* TASK DIRECTIONS *
In the film article below, turn the paragraph that begins "All Roads Lead Home is a 2008 drama film" into a short list that keeps its main facts.

* SOURCE DOCUMENT *
--

- Directed by: Dennis Fallon
- Written by: Doug Delaney
- Starring: Vivien Cardone Peter Coyote Jason London Vanessa Branch Garrett Smith Patton Oswalt Stephen Milton Peter Boyle Joicie Appell
- Music by: Korey Ireland
- Production company: Waldo West Productions
- Distributed by: Anchor Bay Entertainment
- Release date: January 2008 (Santa Barbara);
- Country: United States
- Language: English

= All Roads Lead Home =

All Roads Lead Home is a 2008 drama film directed by Dennis Fallon and starring Peter Boyle, Patton Oswalt, Jason London, Vivien Cardone, Vanessa Branch, Peter Coyote, Garrett Smith, Stephen Milton, and Allan Kayser. It was released on September 25, 2008.

It was filmed in and around Kansas City, Missouri. The film had a World Premiere on January 27, 2008, at the Santa Barbara International Film Festival.

Peter Boyle died before the movie's release. It was the last movie that he appeared in and was dedicated to his memory.

== Plot ==
A 12-year-old girl, Belle, is visited by her grandfather who lives on Banyon Farms. Her grandfather asks her to name a dog, after she named a horse Apache Wind. She names the dog Atticus, from Atticus Finch in To Kill a Mockingbird. Later, she loses her mother in a car accident, and she thinks her father cut her life support. After releasing all of the kennel dogs where her father works, she is punished by being sent to the farm, while her father stays at an inn owned by an old man named Poovey. When pets start to get sick and die in Belle's hometown, her father's veterinarian girlfriend struggles to find out what is killing the healthy animals. Disliking the work at Banyon Farms, Belle runs away with Apache Wind, Atticus, and two of Atticus' puppies from his litter of four, and almost dies while running away in the middle of a torrential downpour when she slips and falls on railroad tracks while a train approaches. Luckily, the farmhand, Basham, saves her. Belle's father and his girlfriend visit and Belle's father tells her that he actually argued with the doctors to keep her on life support, and succeeded. She is told that her mother lived for another 39 hours, and her father regrets that decision every day because he knows that she was in extreme pain. Atticus attacks Basham, and because Belle is now running the farm, she decides the dog should be put to death because that is what she learned on the farm. Meanwhile, her father runs out of money and Poovey tells him to repaint his inn to stay. When the dog is about to die, the vet discovers that the food Basham was carrying and the food the dogs ate contained a lethal grain-based mold (aflatoxin) that was killing the animals. The vet goes to the factory where the food was made and convinces them to recall, thereby ending the dog epidemic. At the end, Belle's rich grandfather has Poovey’s inn turned into a no-kill animal shelter.

--

* LISTED RECORDS *

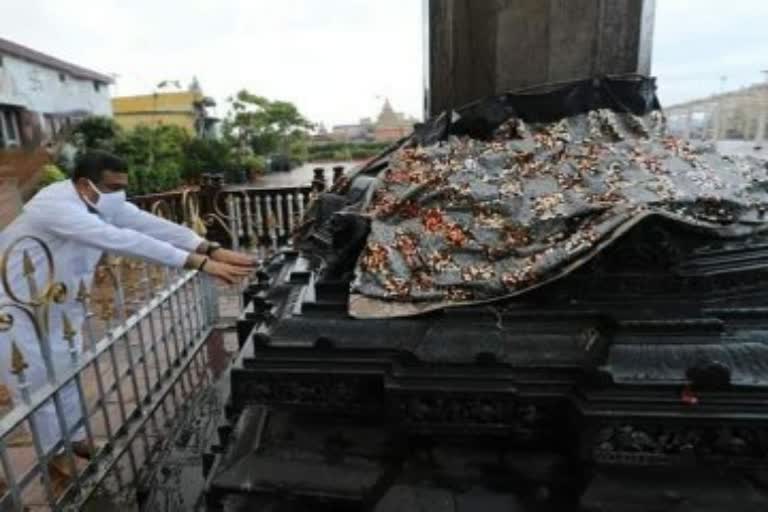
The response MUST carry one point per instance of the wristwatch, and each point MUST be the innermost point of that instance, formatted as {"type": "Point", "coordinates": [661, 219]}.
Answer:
{"type": "Point", "coordinates": [212, 247]}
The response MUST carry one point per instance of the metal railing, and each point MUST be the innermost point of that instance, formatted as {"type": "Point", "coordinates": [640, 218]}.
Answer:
{"type": "Point", "coordinates": [142, 332]}
{"type": "Point", "coordinates": [261, 218]}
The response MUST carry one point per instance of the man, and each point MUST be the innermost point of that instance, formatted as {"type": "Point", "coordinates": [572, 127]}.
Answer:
{"type": "Point", "coordinates": [79, 220]}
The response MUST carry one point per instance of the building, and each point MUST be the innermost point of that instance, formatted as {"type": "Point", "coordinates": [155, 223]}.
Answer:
{"type": "Point", "coordinates": [351, 133]}
{"type": "Point", "coordinates": [186, 109]}
{"type": "Point", "coordinates": [736, 115]}
{"type": "Point", "coordinates": [390, 125]}
{"type": "Point", "coordinates": [40, 95]}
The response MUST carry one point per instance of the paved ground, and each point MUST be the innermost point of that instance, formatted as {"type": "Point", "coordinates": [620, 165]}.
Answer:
{"type": "Point", "coordinates": [192, 395]}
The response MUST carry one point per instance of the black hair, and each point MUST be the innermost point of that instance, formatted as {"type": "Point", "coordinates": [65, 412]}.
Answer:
{"type": "Point", "coordinates": [92, 164]}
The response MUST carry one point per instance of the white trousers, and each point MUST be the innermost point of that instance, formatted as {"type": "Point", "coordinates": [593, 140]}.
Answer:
{"type": "Point", "coordinates": [47, 420]}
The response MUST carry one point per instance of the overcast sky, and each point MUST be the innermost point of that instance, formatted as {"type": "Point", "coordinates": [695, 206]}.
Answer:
{"type": "Point", "coordinates": [336, 59]}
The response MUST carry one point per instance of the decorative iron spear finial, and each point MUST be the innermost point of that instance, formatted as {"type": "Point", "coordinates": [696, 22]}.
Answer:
{"type": "Point", "coordinates": [68, 332]}
{"type": "Point", "coordinates": [28, 267]}
{"type": "Point", "coordinates": [82, 293]}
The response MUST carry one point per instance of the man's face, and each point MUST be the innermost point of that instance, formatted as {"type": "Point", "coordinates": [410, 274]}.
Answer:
{"type": "Point", "coordinates": [111, 181]}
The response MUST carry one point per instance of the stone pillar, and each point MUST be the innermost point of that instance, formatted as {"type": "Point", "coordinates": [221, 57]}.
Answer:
{"type": "Point", "coordinates": [480, 48]}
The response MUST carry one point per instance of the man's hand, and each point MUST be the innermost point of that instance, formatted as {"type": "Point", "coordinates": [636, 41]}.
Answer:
{"type": "Point", "coordinates": [226, 272]}
{"type": "Point", "coordinates": [239, 259]}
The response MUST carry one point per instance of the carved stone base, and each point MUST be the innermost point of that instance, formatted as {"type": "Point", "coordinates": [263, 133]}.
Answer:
{"type": "Point", "coordinates": [622, 490]}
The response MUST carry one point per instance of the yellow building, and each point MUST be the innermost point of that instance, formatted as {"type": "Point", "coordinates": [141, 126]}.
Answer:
{"type": "Point", "coordinates": [186, 109]}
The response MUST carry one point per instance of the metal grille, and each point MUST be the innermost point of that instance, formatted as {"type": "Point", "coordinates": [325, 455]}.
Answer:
{"type": "Point", "coordinates": [143, 332]}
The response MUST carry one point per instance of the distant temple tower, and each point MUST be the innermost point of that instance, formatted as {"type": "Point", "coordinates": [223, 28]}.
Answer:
{"type": "Point", "coordinates": [391, 125]}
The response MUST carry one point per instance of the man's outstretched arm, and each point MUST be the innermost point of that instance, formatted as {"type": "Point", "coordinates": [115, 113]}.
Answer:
{"type": "Point", "coordinates": [75, 223]}
{"type": "Point", "coordinates": [180, 236]}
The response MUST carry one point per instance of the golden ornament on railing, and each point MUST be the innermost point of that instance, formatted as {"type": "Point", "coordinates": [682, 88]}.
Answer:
{"type": "Point", "coordinates": [51, 289]}
{"type": "Point", "coordinates": [68, 331]}
{"type": "Point", "coordinates": [6, 321]}
{"type": "Point", "coordinates": [82, 293]}
{"type": "Point", "coordinates": [18, 364]}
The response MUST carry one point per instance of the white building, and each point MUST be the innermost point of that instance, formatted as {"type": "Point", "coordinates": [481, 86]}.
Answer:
{"type": "Point", "coordinates": [40, 95]}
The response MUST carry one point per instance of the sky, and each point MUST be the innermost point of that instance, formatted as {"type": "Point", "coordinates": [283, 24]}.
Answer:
{"type": "Point", "coordinates": [337, 59]}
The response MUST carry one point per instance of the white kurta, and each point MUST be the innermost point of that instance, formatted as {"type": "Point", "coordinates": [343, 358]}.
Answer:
{"type": "Point", "coordinates": [77, 239]}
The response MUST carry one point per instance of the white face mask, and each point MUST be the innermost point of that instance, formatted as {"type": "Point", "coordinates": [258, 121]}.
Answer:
{"type": "Point", "coordinates": [108, 204]}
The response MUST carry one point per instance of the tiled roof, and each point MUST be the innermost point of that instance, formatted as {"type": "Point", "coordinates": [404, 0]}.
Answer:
{"type": "Point", "coordinates": [22, 52]}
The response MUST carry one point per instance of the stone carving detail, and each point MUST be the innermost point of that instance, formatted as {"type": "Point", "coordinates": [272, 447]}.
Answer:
{"type": "Point", "coordinates": [682, 444]}
{"type": "Point", "coordinates": [470, 409]}
{"type": "Point", "coordinates": [351, 393]}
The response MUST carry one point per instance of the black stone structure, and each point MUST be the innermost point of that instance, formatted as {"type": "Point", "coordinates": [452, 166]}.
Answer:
{"type": "Point", "coordinates": [637, 383]}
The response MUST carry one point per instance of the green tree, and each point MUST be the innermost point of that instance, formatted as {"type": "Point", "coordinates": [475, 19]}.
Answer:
{"type": "Point", "coordinates": [155, 157]}
{"type": "Point", "coordinates": [264, 126]}
{"type": "Point", "coordinates": [96, 133]}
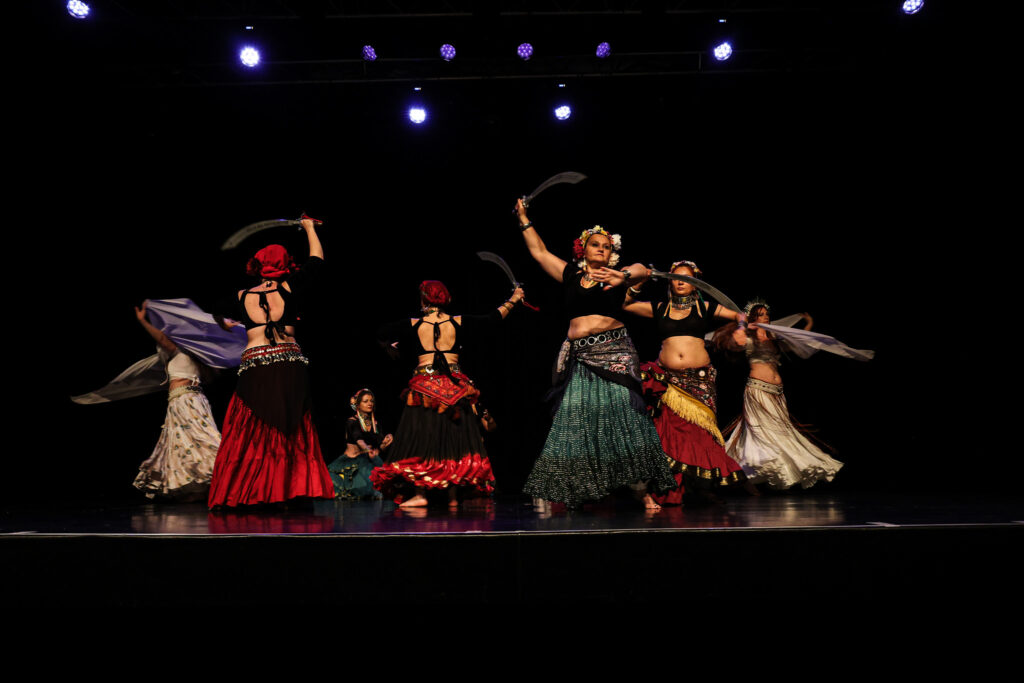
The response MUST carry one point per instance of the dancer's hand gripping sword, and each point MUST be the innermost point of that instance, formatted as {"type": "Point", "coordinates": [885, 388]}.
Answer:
{"type": "Point", "coordinates": [247, 231]}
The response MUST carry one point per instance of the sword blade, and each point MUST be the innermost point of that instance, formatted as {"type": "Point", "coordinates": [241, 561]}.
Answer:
{"type": "Point", "coordinates": [700, 285]}
{"type": "Point", "coordinates": [570, 177]}
{"type": "Point", "coordinates": [495, 258]}
{"type": "Point", "coordinates": [241, 236]}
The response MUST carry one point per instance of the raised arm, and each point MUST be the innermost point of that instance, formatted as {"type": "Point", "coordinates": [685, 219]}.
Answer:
{"type": "Point", "coordinates": [163, 340]}
{"type": "Point", "coordinates": [315, 249]}
{"type": "Point", "coordinates": [551, 263]}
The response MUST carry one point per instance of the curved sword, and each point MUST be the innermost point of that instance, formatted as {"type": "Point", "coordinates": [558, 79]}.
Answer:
{"type": "Point", "coordinates": [570, 177]}
{"type": "Point", "coordinates": [244, 233]}
{"type": "Point", "coordinates": [700, 285]}
{"type": "Point", "coordinates": [500, 262]}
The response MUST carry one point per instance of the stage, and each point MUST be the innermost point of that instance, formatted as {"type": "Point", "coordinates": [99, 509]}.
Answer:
{"type": "Point", "coordinates": [795, 547]}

--

* RESULT OF THE EXERCISE *
- 2008 drama film
- Directed by Dennis Fallon
- Stars Peter Boyle, Patton Oswalt, Jason London, Vivien Cardone, Vanessa Branch, Peter Coyote, Garrett Smith, Stephen Milton, and Allan Kayser
- Released on September 25, 2008